▸ Exercise input
________________

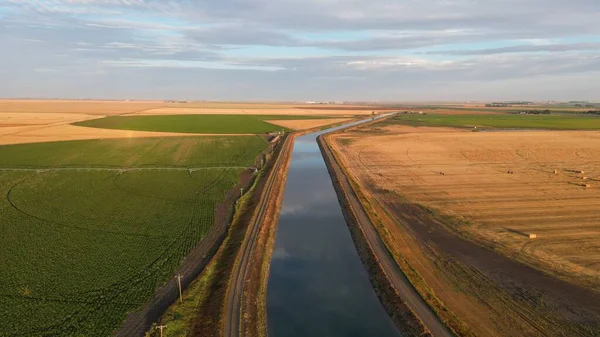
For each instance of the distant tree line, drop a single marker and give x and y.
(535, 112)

________________

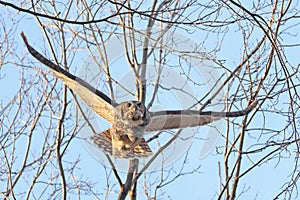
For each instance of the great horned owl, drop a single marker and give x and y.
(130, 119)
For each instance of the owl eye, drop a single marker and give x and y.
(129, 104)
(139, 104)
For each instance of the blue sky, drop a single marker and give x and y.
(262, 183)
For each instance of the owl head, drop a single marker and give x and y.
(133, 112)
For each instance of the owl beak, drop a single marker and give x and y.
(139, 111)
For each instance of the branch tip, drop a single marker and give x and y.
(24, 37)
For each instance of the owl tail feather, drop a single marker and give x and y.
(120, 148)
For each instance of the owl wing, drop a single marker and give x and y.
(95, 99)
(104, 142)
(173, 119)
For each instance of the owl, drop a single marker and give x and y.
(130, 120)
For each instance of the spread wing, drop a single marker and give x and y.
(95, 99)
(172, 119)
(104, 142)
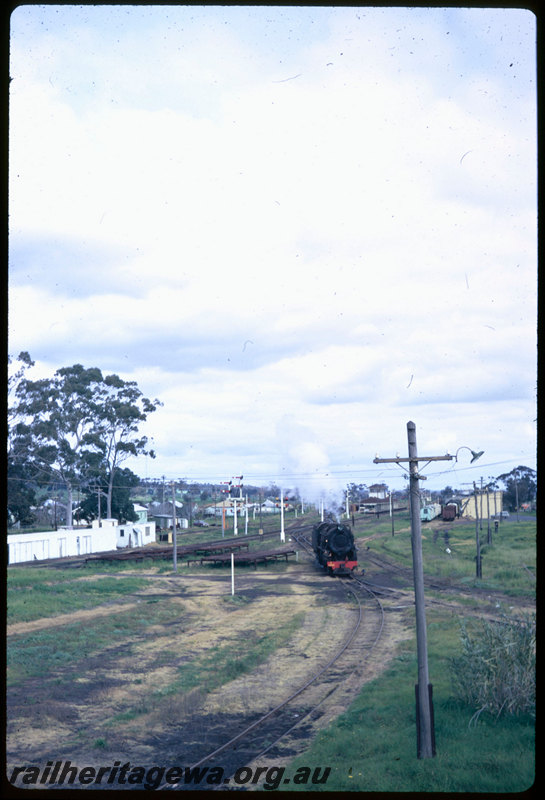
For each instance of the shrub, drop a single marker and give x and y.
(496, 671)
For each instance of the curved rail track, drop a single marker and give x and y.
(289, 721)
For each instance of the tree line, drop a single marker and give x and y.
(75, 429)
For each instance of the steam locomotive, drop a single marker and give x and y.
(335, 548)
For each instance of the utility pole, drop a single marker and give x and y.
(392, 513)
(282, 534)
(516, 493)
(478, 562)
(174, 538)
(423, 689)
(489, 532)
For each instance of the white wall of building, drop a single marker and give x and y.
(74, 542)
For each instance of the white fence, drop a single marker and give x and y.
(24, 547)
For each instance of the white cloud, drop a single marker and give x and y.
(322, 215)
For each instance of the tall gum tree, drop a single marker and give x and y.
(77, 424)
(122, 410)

________________

Go through the data above and list every line that contains the word "tree", copied unchanged.

For each instance of the distant tree line, drop a single marker and give x and y.
For each instance of the tree line, drop a single marker and give x and y.
For each instance of the tall gum tree, drop a single marker and give x and y.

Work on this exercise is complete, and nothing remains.